**Source material**
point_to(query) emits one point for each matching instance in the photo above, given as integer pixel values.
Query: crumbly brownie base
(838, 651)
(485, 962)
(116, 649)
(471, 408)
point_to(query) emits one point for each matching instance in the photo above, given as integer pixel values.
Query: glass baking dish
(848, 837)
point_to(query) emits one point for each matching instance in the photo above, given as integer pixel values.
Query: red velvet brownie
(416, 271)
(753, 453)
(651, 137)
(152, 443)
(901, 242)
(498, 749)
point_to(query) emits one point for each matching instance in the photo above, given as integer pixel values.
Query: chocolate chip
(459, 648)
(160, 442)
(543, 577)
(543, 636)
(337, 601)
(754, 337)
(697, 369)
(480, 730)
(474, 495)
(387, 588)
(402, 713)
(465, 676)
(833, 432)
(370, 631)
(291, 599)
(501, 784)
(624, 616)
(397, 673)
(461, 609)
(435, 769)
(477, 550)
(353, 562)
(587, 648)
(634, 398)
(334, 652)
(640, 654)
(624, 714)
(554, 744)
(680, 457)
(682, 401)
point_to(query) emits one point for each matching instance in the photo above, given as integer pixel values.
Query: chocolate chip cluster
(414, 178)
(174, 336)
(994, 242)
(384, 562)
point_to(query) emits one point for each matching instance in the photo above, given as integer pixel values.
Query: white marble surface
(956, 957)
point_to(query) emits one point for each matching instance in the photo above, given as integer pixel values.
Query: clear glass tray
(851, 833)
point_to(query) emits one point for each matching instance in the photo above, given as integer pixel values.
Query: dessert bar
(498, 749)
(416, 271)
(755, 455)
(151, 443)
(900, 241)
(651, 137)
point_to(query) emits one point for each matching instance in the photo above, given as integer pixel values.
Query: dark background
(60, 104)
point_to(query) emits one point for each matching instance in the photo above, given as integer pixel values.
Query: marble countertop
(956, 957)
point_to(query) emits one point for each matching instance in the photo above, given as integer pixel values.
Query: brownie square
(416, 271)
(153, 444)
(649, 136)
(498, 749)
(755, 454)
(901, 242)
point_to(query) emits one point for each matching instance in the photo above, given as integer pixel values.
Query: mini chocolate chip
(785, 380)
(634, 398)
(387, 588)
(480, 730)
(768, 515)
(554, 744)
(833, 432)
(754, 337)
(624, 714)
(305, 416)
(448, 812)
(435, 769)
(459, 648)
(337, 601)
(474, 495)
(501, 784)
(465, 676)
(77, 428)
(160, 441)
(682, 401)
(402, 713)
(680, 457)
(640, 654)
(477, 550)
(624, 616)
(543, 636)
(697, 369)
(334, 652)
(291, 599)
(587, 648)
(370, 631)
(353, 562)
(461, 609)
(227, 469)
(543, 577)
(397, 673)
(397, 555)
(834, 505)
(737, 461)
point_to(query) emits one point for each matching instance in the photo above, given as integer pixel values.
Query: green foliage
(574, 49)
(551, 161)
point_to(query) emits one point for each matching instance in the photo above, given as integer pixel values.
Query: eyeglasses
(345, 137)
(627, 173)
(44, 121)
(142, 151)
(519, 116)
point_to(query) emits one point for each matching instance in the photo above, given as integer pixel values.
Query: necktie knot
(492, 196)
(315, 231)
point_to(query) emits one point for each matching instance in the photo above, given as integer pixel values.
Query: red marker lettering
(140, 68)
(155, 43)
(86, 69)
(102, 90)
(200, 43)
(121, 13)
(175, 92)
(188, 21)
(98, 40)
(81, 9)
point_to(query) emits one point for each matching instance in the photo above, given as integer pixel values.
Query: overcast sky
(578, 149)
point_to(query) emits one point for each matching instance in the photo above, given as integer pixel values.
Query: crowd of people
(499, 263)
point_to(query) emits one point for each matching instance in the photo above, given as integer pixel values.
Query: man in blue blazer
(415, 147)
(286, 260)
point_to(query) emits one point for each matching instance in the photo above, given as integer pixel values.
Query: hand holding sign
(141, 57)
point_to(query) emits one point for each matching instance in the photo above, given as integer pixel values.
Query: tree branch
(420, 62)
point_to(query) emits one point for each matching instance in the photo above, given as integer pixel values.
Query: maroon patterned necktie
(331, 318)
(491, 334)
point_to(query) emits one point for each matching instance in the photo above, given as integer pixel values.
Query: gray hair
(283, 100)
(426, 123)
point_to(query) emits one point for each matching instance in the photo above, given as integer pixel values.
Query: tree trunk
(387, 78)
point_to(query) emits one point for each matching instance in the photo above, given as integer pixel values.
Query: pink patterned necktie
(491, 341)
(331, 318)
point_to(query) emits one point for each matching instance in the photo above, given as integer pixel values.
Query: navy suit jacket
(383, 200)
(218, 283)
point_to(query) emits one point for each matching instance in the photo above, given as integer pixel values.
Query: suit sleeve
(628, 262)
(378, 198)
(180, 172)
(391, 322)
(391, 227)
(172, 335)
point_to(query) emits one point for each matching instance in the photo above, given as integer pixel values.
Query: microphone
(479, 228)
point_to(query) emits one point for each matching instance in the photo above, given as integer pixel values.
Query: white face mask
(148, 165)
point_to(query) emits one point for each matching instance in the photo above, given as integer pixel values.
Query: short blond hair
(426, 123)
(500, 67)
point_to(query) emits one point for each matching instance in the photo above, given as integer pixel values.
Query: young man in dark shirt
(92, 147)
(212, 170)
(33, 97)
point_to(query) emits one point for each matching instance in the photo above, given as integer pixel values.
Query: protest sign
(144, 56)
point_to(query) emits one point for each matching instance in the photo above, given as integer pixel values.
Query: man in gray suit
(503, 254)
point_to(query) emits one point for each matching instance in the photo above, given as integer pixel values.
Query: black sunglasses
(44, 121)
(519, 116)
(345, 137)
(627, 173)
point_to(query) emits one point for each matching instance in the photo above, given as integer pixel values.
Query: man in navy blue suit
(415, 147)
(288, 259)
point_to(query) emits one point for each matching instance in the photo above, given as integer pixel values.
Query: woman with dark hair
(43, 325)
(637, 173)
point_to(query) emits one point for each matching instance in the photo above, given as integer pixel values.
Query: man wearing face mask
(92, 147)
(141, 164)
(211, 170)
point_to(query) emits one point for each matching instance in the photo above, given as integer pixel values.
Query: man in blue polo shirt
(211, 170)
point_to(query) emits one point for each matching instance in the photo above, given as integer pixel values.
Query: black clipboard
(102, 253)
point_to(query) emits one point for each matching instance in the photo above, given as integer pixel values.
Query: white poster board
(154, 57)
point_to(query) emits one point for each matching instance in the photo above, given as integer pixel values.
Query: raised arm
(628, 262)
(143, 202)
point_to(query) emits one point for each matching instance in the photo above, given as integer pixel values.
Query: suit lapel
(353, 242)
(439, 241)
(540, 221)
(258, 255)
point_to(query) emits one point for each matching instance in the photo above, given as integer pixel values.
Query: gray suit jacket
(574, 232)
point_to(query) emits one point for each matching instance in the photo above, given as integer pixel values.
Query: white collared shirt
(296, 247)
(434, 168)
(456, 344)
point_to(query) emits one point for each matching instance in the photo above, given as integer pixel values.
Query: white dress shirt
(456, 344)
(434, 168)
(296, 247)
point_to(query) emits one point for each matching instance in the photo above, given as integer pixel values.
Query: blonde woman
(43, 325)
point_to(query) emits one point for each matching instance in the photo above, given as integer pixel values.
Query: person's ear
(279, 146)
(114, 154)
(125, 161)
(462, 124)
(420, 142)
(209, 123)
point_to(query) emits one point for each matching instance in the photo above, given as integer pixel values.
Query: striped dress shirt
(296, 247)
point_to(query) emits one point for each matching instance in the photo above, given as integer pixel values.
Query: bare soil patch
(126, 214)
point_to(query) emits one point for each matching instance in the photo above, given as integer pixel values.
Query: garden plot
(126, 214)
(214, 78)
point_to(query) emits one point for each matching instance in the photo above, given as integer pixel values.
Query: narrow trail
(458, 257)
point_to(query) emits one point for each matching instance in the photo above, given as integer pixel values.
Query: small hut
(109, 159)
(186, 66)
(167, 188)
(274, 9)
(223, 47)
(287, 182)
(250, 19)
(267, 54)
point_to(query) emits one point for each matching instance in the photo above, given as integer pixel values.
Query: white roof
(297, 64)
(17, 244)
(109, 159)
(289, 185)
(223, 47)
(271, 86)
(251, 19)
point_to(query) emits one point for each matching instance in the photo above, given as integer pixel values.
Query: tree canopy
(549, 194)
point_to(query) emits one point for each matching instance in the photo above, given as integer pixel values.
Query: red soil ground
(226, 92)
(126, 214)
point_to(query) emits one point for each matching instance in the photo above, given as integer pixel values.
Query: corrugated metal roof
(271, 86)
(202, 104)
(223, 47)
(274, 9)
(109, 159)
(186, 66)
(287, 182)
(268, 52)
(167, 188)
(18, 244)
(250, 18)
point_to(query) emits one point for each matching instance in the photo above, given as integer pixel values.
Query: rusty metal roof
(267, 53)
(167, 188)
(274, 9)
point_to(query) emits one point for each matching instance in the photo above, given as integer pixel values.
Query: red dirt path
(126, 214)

**Task directions**
Repeat, exactly as they stand, the line that contains "Query: red soil ground" and all the lines after it in the data above.

**Result of the exercise**
Query: red soil ground
(226, 92)
(126, 214)
point_to(query) emits one point for each matching instance in the photo above, given as integer pixel values.
Query: corrugated metal roof
(271, 86)
(202, 104)
(223, 47)
(274, 9)
(109, 159)
(186, 66)
(287, 182)
(268, 52)
(167, 188)
(18, 244)
(250, 18)
point_to(query) emits one point for each matching instance in the photo above, given as integer pixel values.
Query: rusty metal roof
(267, 53)
(167, 188)
(274, 9)
point_to(query) emits one point for each matching instance in the photo above, given as integer pixel values.
Query: red dirt path
(126, 214)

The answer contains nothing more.